== What the task requires ==
Rewrite all of the material below as a numbered list, one line per item, leaving out blank lines and the pictures.

== Data provided ==

---

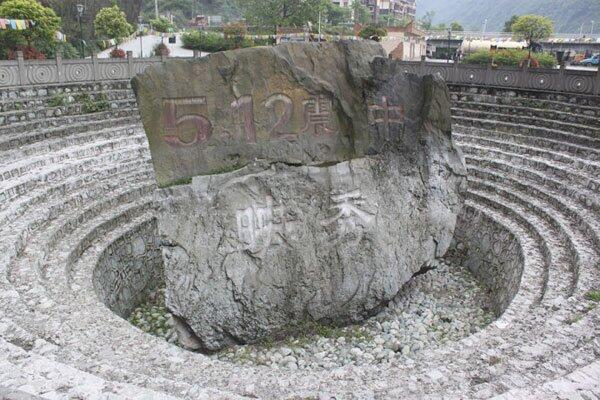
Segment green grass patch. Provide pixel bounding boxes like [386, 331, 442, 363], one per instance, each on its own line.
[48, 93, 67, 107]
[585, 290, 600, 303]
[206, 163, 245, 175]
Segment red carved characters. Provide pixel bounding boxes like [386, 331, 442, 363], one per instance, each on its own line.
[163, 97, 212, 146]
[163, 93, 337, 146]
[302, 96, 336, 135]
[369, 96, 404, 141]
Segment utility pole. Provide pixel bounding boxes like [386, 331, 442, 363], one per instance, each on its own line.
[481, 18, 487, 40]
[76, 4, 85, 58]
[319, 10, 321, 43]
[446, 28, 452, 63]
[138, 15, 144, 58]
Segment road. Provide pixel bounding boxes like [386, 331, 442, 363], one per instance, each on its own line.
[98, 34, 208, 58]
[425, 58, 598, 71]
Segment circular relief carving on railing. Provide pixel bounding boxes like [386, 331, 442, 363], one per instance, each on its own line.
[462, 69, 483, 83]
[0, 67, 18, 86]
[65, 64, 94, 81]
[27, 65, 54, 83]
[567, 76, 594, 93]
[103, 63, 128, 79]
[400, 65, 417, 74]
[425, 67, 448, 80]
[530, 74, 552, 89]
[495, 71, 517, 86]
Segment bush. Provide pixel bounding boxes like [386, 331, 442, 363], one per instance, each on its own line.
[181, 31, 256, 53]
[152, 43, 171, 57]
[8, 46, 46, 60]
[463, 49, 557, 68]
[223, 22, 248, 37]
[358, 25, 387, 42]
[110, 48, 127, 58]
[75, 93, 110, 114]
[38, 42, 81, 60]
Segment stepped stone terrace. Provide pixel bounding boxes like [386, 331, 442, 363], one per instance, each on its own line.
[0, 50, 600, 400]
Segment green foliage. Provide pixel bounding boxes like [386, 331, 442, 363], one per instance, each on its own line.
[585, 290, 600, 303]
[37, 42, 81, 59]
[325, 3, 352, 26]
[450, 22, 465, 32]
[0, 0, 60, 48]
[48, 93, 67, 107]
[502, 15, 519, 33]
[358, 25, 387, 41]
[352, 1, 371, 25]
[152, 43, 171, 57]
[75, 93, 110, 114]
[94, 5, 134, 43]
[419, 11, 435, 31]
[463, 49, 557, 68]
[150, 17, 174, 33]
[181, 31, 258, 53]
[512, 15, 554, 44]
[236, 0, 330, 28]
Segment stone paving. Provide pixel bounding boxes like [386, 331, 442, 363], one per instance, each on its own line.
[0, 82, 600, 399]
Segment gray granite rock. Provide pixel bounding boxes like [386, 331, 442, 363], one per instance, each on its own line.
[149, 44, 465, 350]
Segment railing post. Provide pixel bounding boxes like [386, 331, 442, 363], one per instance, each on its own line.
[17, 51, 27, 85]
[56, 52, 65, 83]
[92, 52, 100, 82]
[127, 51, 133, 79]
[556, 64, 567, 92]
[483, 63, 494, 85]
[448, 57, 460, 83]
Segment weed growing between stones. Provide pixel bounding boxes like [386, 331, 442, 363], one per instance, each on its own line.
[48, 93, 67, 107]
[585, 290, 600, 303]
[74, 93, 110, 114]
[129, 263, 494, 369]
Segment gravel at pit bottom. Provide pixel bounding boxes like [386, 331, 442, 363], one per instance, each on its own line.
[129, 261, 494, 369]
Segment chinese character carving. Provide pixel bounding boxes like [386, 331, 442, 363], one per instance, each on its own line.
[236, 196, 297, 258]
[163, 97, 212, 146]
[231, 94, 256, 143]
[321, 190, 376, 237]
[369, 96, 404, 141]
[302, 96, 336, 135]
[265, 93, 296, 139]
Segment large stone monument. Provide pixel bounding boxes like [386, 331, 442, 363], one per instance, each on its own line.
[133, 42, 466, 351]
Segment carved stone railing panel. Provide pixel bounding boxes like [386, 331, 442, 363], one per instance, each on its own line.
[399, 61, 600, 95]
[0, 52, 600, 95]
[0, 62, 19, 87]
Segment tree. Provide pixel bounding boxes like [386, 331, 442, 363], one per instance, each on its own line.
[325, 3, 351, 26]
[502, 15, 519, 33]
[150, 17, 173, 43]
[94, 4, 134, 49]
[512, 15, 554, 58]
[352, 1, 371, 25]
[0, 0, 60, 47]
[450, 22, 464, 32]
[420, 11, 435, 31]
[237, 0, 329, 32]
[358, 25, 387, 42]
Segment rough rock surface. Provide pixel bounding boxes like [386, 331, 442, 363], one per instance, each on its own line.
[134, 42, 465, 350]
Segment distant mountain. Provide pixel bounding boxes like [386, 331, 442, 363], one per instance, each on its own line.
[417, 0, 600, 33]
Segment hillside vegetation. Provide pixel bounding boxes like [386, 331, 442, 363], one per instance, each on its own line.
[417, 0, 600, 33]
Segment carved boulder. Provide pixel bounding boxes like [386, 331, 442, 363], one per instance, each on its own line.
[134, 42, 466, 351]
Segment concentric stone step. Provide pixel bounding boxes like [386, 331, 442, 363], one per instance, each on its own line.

---

== Worked answer ==
1. Segment green grass patch. Provide pixel bounding boxes like [386, 331, 442, 363], one per instance, each on its own line.
2. [48, 93, 67, 107]
3. [585, 290, 600, 303]
4. [206, 163, 245, 175]
5. Segment red carved characters. Provide pixel bounding boxes like [386, 331, 442, 363], one per instance, each on its own line.
6. [163, 97, 212, 146]
7. [163, 93, 337, 146]
8. [302, 96, 336, 135]
9. [369, 96, 404, 141]
10. Segment utility pole. Provide pixel bounding boxes like [386, 331, 442, 363], one per instance, each on its own line.
11. [481, 18, 487, 40]
12. [76, 4, 85, 58]
13. [319, 10, 321, 43]
14. [446, 28, 452, 63]
15. [138, 15, 144, 58]
16. Segment road. Provide pixel bounding boxes like [386, 331, 442, 363], one per instance, each on its own line.
17. [98, 34, 208, 58]
18. [425, 58, 598, 71]
19. Segment circular relief carving on railing. Provide pixel bounding boxes like [386, 331, 442, 363], one per instance, each on its own line.
20. [462, 69, 483, 83]
21. [0, 67, 18, 86]
22. [65, 64, 94, 81]
23. [27, 65, 54, 83]
24. [567, 76, 594, 93]
25. [103, 63, 128, 79]
26. [400, 65, 417, 74]
27. [425, 67, 448, 80]
28. [530, 74, 552, 89]
29. [495, 71, 517, 86]
30. Segment bush. Provide pixel bounding boxes like [386, 331, 442, 363], one per instance, each on its own line.
31. [181, 31, 256, 53]
32. [152, 43, 171, 57]
33. [8, 46, 46, 60]
34. [463, 49, 557, 68]
35. [223, 22, 248, 37]
36. [358, 25, 387, 42]
37. [110, 48, 127, 58]
38. [75, 93, 110, 114]
39. [38, 42, 81, 60]
40. Segment stepped stone terrace. Provide pixel bounding boxes like [386, 331, 442, 363], one per instance, each on its own line.
41. [0, 50, 600, 400]
42. Segment green foliage. Provide pixel bounding boxes like [386, 331, 442, 363], one per instance, each on its own line.
43. [585, 290, 600, 303]
44. [37, 42, 81, 59]
45. [325, 3, 352, 26]
46. [450, 22, 465, 32]
47. [0, 0, 60, 48]
48. [48, 93, 67, 107]
49. [502, 15, 519, 33]
50. [358, 25, 387, 41]
51. [352, 1, 371, 25]
52. [152, 43, 171, 57]
53. [75, 93, 110, 114]
54. [94, 5, 134, 43]
55. [419, 11, 435, 31]
56. [463, 49, 557, 68]
57. [150, 17, 174, 33]
58. [181, 31, 258, 53]
59. [512, 15, 554, 44]
60. [236, 0, 330, 28]
61. Segment stone paving. Provide pixel bounding boxes like [386, 331, 442, 363], one per instance, each on its own line.
62. [0, 82, 600, 399]
63. Segment gray granite rock. Provide pixel bounding boxes like [386, 331, 442, 363], one per instance, each on its own line.
64. [149, 44, 465, 350]
65. Segment railing post. Provide pixel bounding boxes like [386, 331, 442, 363], one per instance, each on its own line.
66. [17, 51, 27, 85]
67. [56, 52, 65, 83]
68. [92, 52, 100, 82]
69. [127, 51, 133, 79]
70. [556, 64, 567, 92]
71. [483, 63, 494, 85]
72. [448, 57, 460, 83]
73. Segment weed growing between stones. Provide pixel bounding boxes like [386, 331, 442, 363], one per instance, each on its own line.
74. [48, 93, 67, 107]
75. [585, 290, 600, 303]
76. [74, 93, 110, 114]
77. [129, 263, 494, 369]
78. Segment gravel at pit bottom. Provide pixel bounding boxes like [386, 331, 442, 363], one per instance, each on its own line.
79. [129, 261, 494, 369]
80. Segment chinese character carving. Provide pixel bounding boxes like [386, 331, 442, 363], one per instance, each on its own line.
81. [236, 196, 297, 258]
82. [163, 97, 212, 146]
83. [231, 94, 256, 143]
84. [321, 190, 376, 237]
85. [369, 96, 404, 141]
86. [302, 96, 336, 135]
87. [265, 93, 296, 139]
88. Segment large stone monument. Provide pixel bounding boxes like [386, 331, 442, 363], one per instance, each on its own line.
89. [133, 42, 466, 351]
90. Segment carved stone railing panel. Provide pixel bounding boxes like [386, 331, 442, 363], one per instance, each on its own line.
91. [399, 61, 600, 95]
92. [0, 52, 600, 95]
93. [0, 62, 19, 87]
94. Segment tree. Provide pixel bounding boxes like [386, 331, 442, 363], one per instance, each on its own line.
95. [325, 3, 351, 26]
96. [502, 15, 519, 33]
97. [150, 17, 173, 43]
98. [94, 4, 134, 49]
99. [512, 15, 554, 58]
100. [352, 1, 371, 25]
101. [0, 0, 60, 47]
102. [450, 22, 464, 32]
103. [420, 11, 435, 31]
104. [237, 0, 329, 32]
105. [358, 25, 387, 42]
106. Segment rough rock surface. Provide pixel bounding boxes like [386, 331, 442, 363], one per instance, each on its own line.
107. [134, 42, 465, 350]
108. Segment distant mountain. Provide pixel bounding boxes like [386, 331, 442, 363], one per instance, each on its own line.
109. [417, 0, 600, 33]
110. Segment hillside vegetation. Provide pixel bounding boxes like [386, 331, 442, 363], one per instance, each on its own line.
111. [417, 0, 600, 33]
112. Segment carved boulder. Provide pixel bounding boxes like [386, 331, 442, 363], one per instance, each on its own line.
113. [134, 42, 466, 351]
114. Segment concentric stone step. Provide pixel bounding boxes like [386, 331, 442, 363], one per instance, each on its own line.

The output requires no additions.